A une d'elles, dont le linge très-fin et très-blanc contrastait avec celui de ses compagnes, un détaillant dit : Madame veut-elle aussi du savon pour blanchir son linge ?[96] On pilla jusqu'à de l'esprit-de-vin ; et ce qui prouve, écrivent avec une profonde amertume les républicains des Révolutions de Paris, que ce n'était pas le vrai peuple qui fit les honneurs de cette journée, c'est que, chez plusieurs chandeliers, on s'empara du suif en pain, après avoir cassé les moules ; c'est que, dans un temps où tout était cher, le beurre et le miel furent gaspillés, foulés aux pieds[97].

Par une déplorable fatalité, Santerre, ce jour-là, se trouvait à Versailles où il passait une revue de dragons, de sorte qu'aucun ordre n'avait été donné à la garde nationale. De son côté, Pache, élu depuis quelques jours maire de Paris, se trouvait consigné chez lui par l'émeute.

A deux heures après-midi, le Conseil général de la Commune se rassemble, arrête qu'il restera en permanence, et s'occupe des moyens de rétablir l'ordre[98]. Arrivaient de minute en minute des citoyens, commissaires de section ou officiers de paix, porteurs de nouvelles désolantes, et le cri tant mieux ! partait des tribunes. Jacques Roux, ce prêtre qui avait conduit Louis XVI à l'échafaud, fut accusé devant ses collègues d'avoir poussé au pillage ; il se contenta de répondre effrontément qu'il avait toujours professé les vrais principes et ne s'en départirait pas, dût-on l'appeler le Marat du Conseil général[99].

Pendant ce temps, la Convention discutait deux propositions, l'une de Saladin, demandant que les juges du district d'Amiens fussent mandés à la barre, pour avoir mis en liberté un prêtre, surpris disant la messe en France après émigration ; l'autre de Goupilleau, autorisant les directoires à faire des visites dans tout lieu désigné comme recélant des émigrés, soit nobles, soit prêtres[100]. Robespierre appuya vivement les deux motions[101], et elles venaient de passer, lorsque, montant tout à coup à la tribune, Bazire appela sur Paris livré au désordre l'attention de l'Assemblée. Elle chargea aussitôt la municipalité de prendre toutes les mesures requises par les circonstances, lui conférant le droit de faire battre la générale[102] : intervention tardive, qui ne mit fin à l'émeute que quand se voyaient partout les traces de son passage !

────

Consigne 1 - Sélectionnez dans les enregistrements chaque ligne qui contient la chaîne « headscarf » et recopiez-la.

────

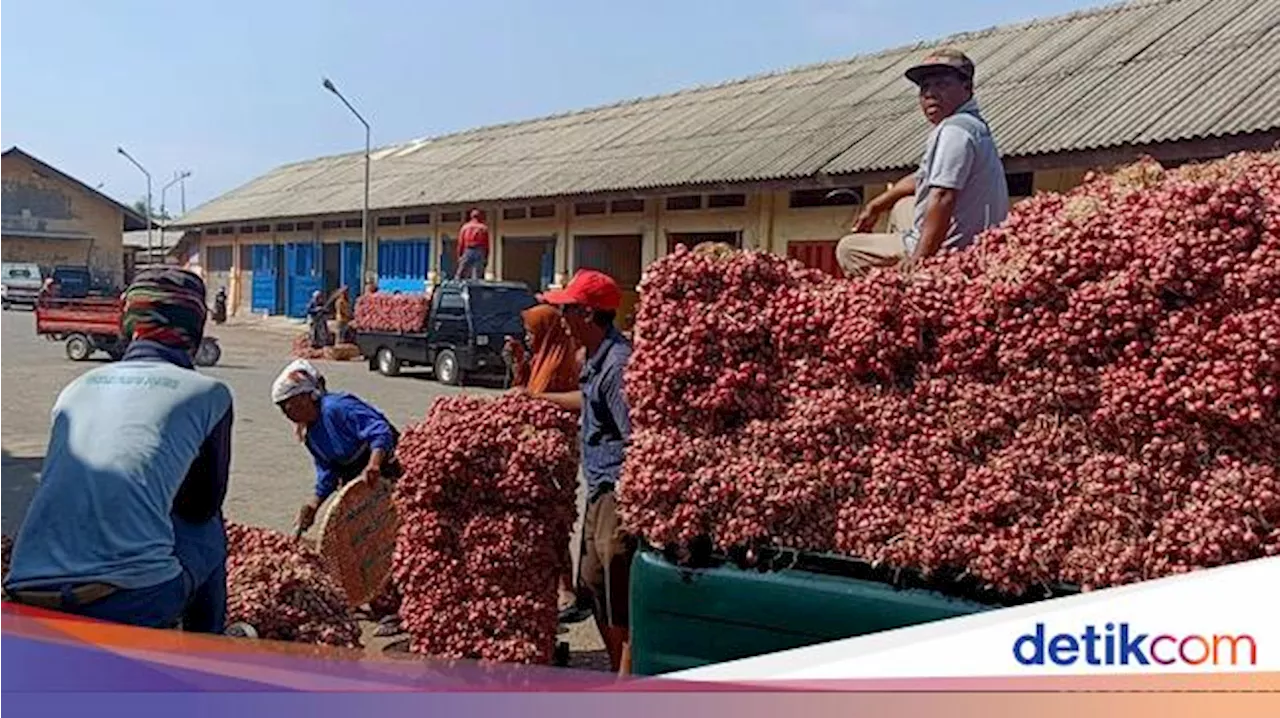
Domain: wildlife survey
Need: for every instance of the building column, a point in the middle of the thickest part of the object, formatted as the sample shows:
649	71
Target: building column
563	245
650	245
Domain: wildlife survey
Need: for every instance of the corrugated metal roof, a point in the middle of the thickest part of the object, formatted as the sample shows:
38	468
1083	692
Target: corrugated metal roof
1142	72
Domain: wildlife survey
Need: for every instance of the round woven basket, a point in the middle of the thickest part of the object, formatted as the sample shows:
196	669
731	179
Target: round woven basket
357	538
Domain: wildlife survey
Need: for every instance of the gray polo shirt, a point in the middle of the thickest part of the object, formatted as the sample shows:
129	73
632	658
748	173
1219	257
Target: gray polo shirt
961	155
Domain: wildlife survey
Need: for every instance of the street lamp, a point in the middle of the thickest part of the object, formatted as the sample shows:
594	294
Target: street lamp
364	218
137	164
164	222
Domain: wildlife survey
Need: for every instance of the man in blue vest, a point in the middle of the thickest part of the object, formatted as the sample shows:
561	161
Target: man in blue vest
127	522
589	303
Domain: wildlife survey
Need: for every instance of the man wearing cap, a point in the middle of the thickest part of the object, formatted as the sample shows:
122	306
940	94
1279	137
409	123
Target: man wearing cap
472	247
959	188
589	303
126	524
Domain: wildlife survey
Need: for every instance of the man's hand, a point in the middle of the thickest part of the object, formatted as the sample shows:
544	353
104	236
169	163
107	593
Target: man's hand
374	471
882	204
307	515
868	218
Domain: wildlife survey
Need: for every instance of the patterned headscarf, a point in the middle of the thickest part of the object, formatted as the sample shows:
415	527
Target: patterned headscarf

────

Consigne 2 - Reprenez le récit de l'émeute parisienne après sa dernière phrase et poursuivez-le.

Réponse attendue 1 -
Need: for every instance of the patterned headscarf, a point in the middle of the thickest part of the object, formatted as the sample shows:
Target: patterned headscarf

Réponse attendue 2 -
Tous les amis de la Révolution furent consternés ; la section de Bon-Conseil, celle des Piques, celle des Droits de l'Homme, envoyèrent successivement faire part à la Commune de la douleur dont les pénétrait cette humiliante journée[103]. La feuille de Prudhomme exprima très-bien la désolation des patriotes : Ils prévoient, disait-elle, que le 25 février éloignera de Paris ceux qui voulaient s'y fixer ; que le commerce intérieur sera perdu, le crédit ruiné, la liberté calomniée, et que les sujets des despotes seront rattachés au joug par la crainte d'excès semblables[104].

Puis, avec une véhémence extrême, ce journal, que, du fond de la tombe, Loustalot semblait inspirer, s'élevait contre la Convention, trop lente à s'occuper des troubles ; contre la Commune, trop lente à les réprimer ; contre Marat, surtout, formellement accusé d'avoir dit à un de ses amis intimes, quelques jours avant le 25 février : N'achetez point de maison à Paris[105].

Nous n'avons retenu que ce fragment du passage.